TASK STATEMENT -> Please reproduce the part of the post on isolation feet for a laptop starting at "Isolation Feet for" and ending at "in most applications.", word for word.

SOURCE PASSAGE ->
• • • • •

Isolation Feet for Laptop


It seems fairly common knowledge that vibration is a form of distortion in many electric components, not just for turntables and speakers. Isolation feet seem to work well in most applications.

I searched around and I didn't find any information to suggest that folks are using isolation feet on laptops or desktops, despite increased streaming usage. In a great many cases, there are indeed heavy vibrations coming from within the computer.  Whether it is the fan for the CPU or even GPU to the all the various chips/transformers, etc or even power supplies and batteries. If adding isolation feet to a streamer, DAC or power supply makes sense, then wouldn't it also make sense to apply isolation feet to your laptop; if you use it for music?

Well, I am going to find out. :)

I ordered some IsoAcoustics Orea Series Audio Equipment Isolators with a max weight of 16 pounds. The laptop weighs about 6.7 pounds, so it shouldn't be that much strain, even with all the cables creating some measure of down force as they dangle over the edge.

• • • • •

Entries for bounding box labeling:
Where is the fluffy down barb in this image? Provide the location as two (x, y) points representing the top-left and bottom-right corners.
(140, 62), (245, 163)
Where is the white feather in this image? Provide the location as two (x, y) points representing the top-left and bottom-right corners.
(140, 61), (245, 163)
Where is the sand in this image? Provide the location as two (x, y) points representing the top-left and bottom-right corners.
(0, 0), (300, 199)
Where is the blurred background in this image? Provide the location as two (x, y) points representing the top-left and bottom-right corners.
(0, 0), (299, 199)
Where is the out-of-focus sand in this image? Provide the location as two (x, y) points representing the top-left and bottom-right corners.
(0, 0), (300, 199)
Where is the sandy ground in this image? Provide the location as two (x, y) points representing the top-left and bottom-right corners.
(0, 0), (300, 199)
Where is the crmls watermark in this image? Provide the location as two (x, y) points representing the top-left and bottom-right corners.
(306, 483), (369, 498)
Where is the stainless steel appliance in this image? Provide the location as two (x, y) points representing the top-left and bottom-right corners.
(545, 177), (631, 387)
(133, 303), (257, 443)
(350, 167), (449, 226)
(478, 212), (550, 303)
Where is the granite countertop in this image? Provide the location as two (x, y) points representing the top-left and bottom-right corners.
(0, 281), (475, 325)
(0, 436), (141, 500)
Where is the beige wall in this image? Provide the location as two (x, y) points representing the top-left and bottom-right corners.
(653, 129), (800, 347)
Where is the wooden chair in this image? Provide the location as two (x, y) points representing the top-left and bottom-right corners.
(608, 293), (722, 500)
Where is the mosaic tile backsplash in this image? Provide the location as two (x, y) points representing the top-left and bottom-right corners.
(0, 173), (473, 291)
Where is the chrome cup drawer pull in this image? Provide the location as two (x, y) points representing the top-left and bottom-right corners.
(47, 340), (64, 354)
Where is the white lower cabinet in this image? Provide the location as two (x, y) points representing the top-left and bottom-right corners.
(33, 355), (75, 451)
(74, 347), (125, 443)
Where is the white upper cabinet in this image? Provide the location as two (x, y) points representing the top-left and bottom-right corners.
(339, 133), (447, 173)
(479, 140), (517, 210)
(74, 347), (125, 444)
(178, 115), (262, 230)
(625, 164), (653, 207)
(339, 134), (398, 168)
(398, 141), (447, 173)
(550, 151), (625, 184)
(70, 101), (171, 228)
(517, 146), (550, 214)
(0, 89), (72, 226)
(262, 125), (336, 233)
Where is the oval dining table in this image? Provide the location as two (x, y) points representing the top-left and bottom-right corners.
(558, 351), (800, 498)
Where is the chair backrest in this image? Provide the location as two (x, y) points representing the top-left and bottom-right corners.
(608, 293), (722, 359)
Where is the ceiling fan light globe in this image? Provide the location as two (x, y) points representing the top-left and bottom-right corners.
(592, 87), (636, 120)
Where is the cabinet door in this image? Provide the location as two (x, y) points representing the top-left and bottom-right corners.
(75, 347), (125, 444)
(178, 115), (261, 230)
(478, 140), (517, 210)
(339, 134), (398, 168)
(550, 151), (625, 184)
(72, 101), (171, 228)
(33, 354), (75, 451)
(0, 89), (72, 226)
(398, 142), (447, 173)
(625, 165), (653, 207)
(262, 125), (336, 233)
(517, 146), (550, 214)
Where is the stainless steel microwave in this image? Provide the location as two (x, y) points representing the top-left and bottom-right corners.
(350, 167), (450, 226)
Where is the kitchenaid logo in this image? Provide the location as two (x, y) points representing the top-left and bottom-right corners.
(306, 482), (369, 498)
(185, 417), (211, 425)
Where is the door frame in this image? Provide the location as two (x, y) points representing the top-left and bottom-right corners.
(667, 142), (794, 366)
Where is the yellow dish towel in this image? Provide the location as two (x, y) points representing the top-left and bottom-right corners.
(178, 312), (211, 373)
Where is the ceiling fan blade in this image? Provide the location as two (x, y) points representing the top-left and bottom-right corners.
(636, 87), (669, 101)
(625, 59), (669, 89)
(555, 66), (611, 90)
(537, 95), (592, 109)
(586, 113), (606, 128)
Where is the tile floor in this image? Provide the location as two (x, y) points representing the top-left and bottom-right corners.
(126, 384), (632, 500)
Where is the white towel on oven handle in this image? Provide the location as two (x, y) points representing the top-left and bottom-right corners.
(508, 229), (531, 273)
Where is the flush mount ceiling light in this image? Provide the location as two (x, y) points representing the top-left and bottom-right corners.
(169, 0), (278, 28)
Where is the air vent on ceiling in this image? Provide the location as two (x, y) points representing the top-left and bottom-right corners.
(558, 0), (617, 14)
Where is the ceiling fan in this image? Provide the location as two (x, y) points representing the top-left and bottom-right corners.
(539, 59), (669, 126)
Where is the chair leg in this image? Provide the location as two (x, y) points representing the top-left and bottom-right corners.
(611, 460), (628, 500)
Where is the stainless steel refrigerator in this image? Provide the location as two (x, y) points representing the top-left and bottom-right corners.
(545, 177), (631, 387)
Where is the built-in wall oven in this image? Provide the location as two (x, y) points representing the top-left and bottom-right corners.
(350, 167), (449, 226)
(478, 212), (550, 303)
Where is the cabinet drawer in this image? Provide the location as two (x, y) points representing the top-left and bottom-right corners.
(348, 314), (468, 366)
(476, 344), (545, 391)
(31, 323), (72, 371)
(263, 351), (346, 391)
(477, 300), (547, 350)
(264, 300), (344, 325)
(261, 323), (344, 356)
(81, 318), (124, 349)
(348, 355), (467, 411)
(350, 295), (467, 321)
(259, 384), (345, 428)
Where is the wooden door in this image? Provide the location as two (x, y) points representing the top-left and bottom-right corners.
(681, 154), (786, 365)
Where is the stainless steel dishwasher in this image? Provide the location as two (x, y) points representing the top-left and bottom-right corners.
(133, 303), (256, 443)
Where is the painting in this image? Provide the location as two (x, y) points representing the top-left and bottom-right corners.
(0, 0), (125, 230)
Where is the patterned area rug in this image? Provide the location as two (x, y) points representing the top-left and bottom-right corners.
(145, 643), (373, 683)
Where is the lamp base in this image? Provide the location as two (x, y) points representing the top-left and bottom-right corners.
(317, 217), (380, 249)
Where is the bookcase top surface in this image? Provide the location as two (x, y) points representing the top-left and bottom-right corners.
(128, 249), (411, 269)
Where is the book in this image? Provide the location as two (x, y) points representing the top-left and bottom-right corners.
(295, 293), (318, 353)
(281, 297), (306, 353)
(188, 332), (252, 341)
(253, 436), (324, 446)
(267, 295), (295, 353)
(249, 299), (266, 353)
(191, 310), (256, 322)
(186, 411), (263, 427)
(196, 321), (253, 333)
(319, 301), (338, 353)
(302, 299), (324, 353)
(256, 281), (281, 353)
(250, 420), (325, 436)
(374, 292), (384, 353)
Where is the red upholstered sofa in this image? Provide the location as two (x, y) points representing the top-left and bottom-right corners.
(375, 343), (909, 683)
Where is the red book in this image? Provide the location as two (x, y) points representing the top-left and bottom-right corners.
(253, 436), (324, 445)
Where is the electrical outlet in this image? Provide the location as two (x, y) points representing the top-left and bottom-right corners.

• • • • •

FINAL ANSWER ->
Isolation Feet for Laptop


It seems fairly common knowledge that vibration is a form of distortion in many electric components, not just for turntables and speakers. Isolation feet seem to work well in most applications.